TASK REQUIREMENTS:
Print the listing below verbatim, from its first line to its last, without changing a single character.

--

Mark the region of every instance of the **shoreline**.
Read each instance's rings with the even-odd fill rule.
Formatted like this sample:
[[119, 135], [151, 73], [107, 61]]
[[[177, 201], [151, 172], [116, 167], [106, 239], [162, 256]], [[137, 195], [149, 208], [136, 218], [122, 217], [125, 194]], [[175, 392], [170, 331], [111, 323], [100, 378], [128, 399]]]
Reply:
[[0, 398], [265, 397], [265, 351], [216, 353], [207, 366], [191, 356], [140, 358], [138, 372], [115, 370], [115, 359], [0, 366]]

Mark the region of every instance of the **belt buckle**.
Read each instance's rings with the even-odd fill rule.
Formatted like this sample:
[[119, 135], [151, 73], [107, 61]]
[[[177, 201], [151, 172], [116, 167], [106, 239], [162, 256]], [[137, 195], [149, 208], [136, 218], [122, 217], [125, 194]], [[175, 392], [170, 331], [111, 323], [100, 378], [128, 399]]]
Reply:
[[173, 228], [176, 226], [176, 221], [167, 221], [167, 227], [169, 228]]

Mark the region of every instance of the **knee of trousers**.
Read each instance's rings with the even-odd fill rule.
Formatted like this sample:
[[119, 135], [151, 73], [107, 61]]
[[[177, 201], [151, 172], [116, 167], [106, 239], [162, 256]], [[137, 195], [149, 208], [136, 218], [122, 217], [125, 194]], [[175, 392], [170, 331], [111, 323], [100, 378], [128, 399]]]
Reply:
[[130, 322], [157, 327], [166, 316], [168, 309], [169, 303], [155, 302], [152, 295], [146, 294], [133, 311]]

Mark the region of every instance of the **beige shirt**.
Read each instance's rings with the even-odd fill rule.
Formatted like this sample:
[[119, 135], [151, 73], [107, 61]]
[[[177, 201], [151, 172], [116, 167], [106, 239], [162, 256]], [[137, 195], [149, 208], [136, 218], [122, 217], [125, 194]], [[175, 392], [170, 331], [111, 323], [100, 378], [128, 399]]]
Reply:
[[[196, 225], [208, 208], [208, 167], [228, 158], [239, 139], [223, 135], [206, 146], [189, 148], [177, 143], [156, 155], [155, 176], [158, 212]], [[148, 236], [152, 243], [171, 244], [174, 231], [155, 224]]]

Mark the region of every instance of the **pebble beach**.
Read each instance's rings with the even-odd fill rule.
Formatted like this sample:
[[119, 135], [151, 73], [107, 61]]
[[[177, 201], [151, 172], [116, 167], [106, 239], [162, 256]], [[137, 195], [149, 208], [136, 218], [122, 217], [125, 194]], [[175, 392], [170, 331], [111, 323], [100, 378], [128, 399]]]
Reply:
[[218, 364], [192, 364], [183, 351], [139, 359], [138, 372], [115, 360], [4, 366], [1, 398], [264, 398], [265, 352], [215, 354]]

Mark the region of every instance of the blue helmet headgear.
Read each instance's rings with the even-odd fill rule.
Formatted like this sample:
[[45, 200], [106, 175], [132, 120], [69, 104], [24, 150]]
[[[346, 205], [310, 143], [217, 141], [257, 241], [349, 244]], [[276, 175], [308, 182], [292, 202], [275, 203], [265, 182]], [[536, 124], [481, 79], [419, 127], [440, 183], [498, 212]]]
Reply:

--

ANSWER TO THE PROBLEM:
Mark the region of every instance of the **shoreline**.
Read each instance's rings with the even-odd fill rule.
Formatted like this sample:
[[119, 135], [151, 73], [107, 61]]
[[[177, 201], [151, 172], [116, 167], [106, 239], [162, 256]], [[137, 195], [149, 208], [136, 218], [122, 217], [125, 194]], [[175, 392], [170, 331], [111, 323], [100, 378], [128, 399]]]
Reply:
[[0, 398], [265, 397], [265, 351], [216, 353], [207, 366], [191, 356], [140, 358], [138, 372], [115, 370], [115, 359], [0, 366]]

Mark the region of every instance of the **belt buckle**.
Read each instance's rings with the even-odd fill rule.
Formatted like this sample:
[[119, 135], [151, 73], [107, 61]]
[[[177, 201], [151, 172], [116, 167], [106, 239], [162, 256]], [[137, 195], [149, 208], [136, 218], [122, 217], [125, 194]], [[175, 392], [170, 331], [111, 323], [100, 378], [128, 399]]]
Reply:
[[173, 228], [176, 226], [176, 221], [167, 221], [167, 227], [169, 228]]

Mark the region of every instance of the **knee of trousers**.
Read each instance's rings with the even-odd fill rule.
Formatted like this sample:
[[119, 135], [151, 73], [107, 61]]
[[[177, 201], [151, 172], [116, 167], [106, 239], [162, 256]], [[137, 195], [149, 208], [136, 218], [122, 217], [125, 194]], [[175, 392], [170, 331], [111, 323], [100, 378], [128, 399]]]
Reply:
[[130, 322], [157, 327], [166, 316], [168, 309], [169, 303], [155, 302], [152, 295], [146, 294], [133, 311]]

Mark the region of every instance of the **beige shirt**.
Read each instance's rings with the even-odd fill rule.
Formatted like this sample:
[[119, 135], [151, 73], [107, 61]]
[[[177, 201], [151, 172], [116, 167], [106, 239], [162, 256]], [[137, 195], [149, 208], [136, 218], [122, 217], [125, 194]], [[175, 392], [170, 331], [111, 323], [100, 378], [128, 399]]]
Reply:
[[[196, 225], [208, 208], [208, 167], [228, 158], [239, 139], [223, 135], [206, 146], [189, 148], [177, 143], [156, 155], [155, 176], [158, 212]], [[148, 236], [152, 243], [171, 244], [174, 231], [155, 224]]]

Mark the region of every instance of the **pebble beach**.
Read each instance's rings with the even-odd fill rule.
Formatted like this sample:
[[119, 135], [151, 73], [107, 61]]
[[[177, 201], [151, 172], [116, 167], [106, 239], [162, 256]], [[137, 195], [149, 208], [136, 218], [122, 217], [125, 194]], [[175, 392], [170, 331], [111, 323], [100, 378], [128, 399]]]
Reply:
[[218, 364], [192, 364], [183, 351], [139, 359], [138, 372], [115, 360], [4, 366], [1, 398], [264, 398], [265, 352], [215, 354]]

Mark the region of every instance of the blue helmet headgear.
Read each instance's rings with the even-odd fill rule.
Formatted like this sample:
[[45, 200], [106, 175], [132, 120], [69, 104], [24, 150]]
[[[346, 205], [310, 143], [217, 141], [257, 241], [349, 244]], [[276, 175], [308, 182], [292, 202], [275, 203], [265, 182]], [[536, 124], [481, 79], [419, 127], [440, 183], [498, 212]]]
Reply:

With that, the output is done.